*Extract*:

What makes Black Girls RUN!  run? Our Black Girls RUN! Ambassadors. With more than 190 ambassadors across the country, these women are responsible for bringing BGR! awesomeness to cities across the country! Not only that, they inspire women in their community to hit the pavement and rep BGR! every dang day! Want to know more about the ambassadors in your city? Welcome to our new “Meet Your Ambassadors” series! Each week we will feature ambassadors from our groups to help you learn a little more about who they are and why they are passionate about the work they do!


How do you motivate the members on the page to get started?

*Directions*:
a) Rewrite the Black Girls RUN! ambassador page from "What makes Black" up to and including "to get started?", swapping "pavement" for "road".
b) Answer these questions from the Black Girls RUN! ambassador page:
(i) How many ambassadors does the group have across the country?
(ii) What is the new series called?
(iii) How often will ambassadors be featured?

[Position annotation records]
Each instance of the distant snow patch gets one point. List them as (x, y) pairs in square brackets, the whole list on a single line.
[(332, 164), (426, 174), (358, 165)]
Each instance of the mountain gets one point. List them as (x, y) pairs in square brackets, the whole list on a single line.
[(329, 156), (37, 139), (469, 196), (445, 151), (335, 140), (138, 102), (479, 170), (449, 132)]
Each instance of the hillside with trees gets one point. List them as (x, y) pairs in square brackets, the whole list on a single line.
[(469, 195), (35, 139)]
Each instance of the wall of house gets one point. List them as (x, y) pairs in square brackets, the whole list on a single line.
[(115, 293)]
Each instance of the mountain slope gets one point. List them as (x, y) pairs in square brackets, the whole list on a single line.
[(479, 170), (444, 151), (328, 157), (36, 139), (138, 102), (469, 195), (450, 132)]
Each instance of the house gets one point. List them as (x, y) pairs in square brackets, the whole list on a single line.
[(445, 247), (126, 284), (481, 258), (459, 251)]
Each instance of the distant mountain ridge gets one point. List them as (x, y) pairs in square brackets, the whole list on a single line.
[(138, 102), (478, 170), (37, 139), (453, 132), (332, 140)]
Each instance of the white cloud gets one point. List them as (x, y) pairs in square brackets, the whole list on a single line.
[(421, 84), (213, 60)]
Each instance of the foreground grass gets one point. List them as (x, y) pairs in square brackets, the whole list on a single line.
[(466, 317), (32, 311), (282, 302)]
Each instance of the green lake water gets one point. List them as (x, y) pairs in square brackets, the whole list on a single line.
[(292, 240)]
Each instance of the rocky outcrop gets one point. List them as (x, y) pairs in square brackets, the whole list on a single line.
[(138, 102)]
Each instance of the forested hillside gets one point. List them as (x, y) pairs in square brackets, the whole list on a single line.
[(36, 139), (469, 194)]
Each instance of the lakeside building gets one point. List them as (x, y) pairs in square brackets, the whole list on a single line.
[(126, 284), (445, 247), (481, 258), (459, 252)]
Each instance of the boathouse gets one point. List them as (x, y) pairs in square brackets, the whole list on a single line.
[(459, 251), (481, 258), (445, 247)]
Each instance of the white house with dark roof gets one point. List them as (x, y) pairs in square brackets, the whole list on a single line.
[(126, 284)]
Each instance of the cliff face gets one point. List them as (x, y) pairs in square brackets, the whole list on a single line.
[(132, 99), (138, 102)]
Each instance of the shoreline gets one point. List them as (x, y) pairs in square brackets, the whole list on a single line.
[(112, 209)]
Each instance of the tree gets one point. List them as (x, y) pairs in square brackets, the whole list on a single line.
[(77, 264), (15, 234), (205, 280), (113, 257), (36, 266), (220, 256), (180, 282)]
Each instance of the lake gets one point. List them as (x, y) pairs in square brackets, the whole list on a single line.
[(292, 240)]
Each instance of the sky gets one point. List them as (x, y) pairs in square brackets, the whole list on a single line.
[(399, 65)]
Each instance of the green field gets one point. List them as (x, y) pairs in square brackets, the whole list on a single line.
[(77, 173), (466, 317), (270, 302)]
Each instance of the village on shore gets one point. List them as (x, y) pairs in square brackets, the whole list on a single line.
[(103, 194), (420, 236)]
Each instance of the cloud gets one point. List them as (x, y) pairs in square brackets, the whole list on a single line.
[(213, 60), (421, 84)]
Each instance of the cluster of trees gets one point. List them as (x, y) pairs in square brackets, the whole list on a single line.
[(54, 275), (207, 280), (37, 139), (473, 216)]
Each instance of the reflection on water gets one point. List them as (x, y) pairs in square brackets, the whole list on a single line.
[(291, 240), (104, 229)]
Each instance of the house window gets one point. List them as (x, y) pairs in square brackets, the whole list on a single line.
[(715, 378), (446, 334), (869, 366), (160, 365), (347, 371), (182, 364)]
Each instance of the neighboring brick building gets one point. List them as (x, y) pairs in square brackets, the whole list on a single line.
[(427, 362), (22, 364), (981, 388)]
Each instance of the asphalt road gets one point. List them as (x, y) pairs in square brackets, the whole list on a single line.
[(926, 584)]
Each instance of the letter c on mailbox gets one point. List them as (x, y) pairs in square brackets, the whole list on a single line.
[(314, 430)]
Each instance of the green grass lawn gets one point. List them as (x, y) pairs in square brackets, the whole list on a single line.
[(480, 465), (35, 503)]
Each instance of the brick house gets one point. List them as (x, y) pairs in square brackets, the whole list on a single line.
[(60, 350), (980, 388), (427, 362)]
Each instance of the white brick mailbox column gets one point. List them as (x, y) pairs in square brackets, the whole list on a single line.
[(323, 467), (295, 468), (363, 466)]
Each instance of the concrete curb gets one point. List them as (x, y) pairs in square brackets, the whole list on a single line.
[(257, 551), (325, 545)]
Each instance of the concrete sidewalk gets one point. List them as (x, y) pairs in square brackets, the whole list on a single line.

*Task-by-task outputs*:
a)
What makes Black Girls RUN!  run? Our Black Girls RUN! Ambassadors. With more than 190 ambassadors across the country, these women are responsible for bringing BGR! awesomeness to cities across the country! Not only that, they inspire women in their community to hit the road and rep BGR! every dang day! Want to know more about the ambassadors in your city? Welcome to our new “Meet Your Ambassadors” series! Each week we will feature ambassadors from our groups to help you learn a little more about who they are and why they are passionate about the work they do!


How do you motivate the members on the page to get started?

b)
(i) More than 190
(ii) "Meet Your Ambassadors"
(iii) Each week